> **DATA**:
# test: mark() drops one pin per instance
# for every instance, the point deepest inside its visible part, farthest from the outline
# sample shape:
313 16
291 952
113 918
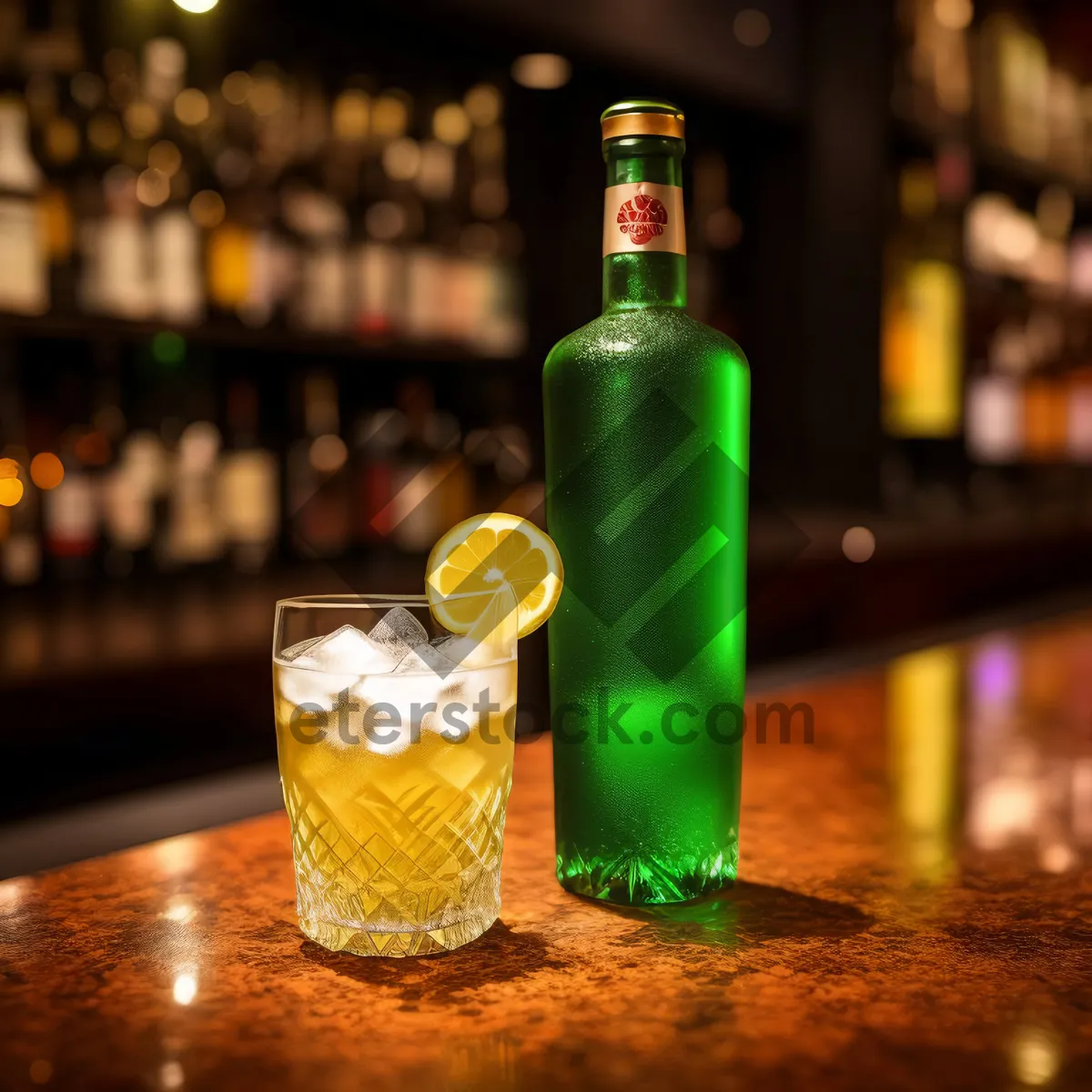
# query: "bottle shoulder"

> **TASK BRIEF**: Output the full set of records above without changing a word, and drop the images.

> **COMPLETED TASK**:
# test: mark() drops one pin per instance
# for every instance, the point deepest inside its visible part, farthest from the outline
# sample shape:
313 16
291 952
113 918
# query: "bottle shoulder"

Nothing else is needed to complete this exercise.